**MATERIAL PROVIDED:**
(begin)

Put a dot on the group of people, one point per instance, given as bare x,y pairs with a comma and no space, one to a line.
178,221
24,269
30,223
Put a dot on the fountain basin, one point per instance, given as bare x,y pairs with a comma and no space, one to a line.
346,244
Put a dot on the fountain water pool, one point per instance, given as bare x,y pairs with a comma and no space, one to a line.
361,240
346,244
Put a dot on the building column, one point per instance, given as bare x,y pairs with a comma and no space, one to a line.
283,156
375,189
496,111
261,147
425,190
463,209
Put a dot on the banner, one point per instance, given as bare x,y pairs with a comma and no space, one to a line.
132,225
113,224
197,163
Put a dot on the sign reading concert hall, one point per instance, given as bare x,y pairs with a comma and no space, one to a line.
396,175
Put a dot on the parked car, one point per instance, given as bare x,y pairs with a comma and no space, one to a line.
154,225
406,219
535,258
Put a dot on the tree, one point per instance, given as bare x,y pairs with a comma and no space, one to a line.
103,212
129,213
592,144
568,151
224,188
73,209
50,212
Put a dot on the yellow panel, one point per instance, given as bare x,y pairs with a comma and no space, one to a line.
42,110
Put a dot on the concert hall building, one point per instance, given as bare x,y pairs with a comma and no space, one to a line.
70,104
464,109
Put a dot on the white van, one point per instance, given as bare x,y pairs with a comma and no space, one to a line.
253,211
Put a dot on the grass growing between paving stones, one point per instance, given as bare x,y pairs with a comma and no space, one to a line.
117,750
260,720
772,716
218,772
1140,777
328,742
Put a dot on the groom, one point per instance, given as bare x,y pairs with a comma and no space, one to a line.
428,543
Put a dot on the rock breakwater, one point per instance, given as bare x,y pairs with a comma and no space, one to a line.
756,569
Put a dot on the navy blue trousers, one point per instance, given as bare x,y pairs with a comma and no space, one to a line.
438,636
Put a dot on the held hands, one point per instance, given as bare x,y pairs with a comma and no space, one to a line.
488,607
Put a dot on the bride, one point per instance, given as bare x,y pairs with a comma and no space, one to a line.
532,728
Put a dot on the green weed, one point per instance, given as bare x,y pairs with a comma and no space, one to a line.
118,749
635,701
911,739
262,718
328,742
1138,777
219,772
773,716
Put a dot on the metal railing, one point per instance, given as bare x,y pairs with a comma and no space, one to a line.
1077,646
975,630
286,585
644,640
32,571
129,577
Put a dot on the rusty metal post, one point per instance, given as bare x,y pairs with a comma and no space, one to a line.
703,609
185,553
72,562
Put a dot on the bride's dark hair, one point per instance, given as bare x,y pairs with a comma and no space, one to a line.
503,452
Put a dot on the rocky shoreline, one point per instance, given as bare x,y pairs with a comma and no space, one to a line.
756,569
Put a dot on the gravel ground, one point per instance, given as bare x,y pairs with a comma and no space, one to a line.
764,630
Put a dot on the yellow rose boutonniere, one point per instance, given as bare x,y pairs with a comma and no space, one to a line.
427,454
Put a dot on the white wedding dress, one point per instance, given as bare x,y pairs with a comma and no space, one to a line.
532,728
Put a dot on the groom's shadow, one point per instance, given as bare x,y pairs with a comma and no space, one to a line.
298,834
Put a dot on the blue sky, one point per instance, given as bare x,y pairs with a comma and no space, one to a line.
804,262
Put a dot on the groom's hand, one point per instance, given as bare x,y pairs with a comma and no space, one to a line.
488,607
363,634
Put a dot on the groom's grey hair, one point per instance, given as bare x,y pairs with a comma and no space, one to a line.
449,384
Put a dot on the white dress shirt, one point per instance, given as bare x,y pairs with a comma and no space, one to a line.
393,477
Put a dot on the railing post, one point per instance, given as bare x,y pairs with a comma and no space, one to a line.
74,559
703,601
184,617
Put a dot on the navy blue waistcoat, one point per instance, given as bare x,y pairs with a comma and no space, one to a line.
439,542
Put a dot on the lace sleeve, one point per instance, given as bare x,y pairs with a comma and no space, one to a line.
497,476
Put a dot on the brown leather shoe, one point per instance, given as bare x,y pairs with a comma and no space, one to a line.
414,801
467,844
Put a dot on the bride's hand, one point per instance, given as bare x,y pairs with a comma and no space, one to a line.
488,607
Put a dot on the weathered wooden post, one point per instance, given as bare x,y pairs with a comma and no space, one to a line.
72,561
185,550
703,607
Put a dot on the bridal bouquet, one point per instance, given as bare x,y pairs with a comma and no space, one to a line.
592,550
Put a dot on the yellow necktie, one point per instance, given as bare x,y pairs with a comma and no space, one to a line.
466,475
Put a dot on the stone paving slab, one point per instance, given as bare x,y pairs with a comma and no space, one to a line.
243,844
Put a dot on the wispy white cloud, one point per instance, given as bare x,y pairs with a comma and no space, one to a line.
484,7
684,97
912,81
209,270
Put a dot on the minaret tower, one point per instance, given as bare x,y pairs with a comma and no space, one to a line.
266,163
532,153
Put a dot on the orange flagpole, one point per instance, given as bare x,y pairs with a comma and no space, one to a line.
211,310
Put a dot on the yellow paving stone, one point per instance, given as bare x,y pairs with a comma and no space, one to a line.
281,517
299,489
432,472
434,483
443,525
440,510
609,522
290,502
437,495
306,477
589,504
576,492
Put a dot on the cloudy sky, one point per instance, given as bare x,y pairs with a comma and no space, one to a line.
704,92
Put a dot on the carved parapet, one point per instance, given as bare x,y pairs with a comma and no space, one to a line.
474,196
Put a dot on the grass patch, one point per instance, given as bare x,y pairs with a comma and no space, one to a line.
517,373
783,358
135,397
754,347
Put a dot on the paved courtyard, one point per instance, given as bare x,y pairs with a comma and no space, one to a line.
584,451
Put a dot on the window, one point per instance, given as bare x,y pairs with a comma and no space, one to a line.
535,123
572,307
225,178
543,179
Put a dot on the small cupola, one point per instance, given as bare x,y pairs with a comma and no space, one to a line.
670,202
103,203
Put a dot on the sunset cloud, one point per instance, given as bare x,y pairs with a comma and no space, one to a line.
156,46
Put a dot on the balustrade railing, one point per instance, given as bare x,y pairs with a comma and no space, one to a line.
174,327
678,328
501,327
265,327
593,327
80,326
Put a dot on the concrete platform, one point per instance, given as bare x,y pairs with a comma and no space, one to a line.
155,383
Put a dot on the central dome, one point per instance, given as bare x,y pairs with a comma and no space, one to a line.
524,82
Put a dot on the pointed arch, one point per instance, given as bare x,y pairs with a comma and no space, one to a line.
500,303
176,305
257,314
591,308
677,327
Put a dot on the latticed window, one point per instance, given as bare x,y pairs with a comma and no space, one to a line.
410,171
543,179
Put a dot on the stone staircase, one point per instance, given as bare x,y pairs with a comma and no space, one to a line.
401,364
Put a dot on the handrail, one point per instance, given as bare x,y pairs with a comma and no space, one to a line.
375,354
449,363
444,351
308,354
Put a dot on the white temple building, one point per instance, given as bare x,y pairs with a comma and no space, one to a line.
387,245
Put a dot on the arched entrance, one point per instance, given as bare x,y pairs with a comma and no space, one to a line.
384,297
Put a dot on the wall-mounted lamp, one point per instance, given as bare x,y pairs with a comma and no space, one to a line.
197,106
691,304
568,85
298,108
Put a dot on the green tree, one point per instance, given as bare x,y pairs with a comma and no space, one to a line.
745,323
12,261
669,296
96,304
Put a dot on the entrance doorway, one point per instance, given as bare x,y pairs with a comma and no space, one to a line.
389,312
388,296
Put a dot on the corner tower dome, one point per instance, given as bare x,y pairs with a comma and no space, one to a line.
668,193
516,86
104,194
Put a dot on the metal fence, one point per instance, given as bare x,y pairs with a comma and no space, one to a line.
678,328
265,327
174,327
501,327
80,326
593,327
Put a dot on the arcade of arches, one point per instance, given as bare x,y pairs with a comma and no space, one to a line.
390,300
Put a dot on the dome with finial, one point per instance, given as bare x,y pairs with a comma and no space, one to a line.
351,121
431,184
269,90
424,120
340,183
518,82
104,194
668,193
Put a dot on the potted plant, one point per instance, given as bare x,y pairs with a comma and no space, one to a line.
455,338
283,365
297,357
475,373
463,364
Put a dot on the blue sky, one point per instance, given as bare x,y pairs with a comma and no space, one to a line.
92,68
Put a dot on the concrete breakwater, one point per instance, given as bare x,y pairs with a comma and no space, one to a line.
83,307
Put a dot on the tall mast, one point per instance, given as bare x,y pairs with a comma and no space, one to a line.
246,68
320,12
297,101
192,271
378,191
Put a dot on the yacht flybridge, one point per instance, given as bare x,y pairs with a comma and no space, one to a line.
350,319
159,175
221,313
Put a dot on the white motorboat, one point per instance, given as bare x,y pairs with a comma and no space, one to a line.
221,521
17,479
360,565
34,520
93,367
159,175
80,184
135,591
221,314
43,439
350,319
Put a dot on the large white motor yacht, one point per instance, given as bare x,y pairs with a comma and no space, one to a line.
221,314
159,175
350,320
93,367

(end)

Reproduce word for word the lines of the entries above, starting at the line that contains "Put a dot on the white motorboat, one" and ending at the final line of the entries.

**TASK ANSWER:**
Put a dot on the white motorboat, one point per instance, given as bare x,y pairs with a comma and no space, one to a line.
221,521
17,479
360,565
34,520
93,367
159,175
80,184
135,591
221,314
43,439
350,319
Put a dot on the large white motor yacht, one point per instance, given as bare x,y pairs with a comma and no space, one to a line.
221,314
159,175
350,320
93,367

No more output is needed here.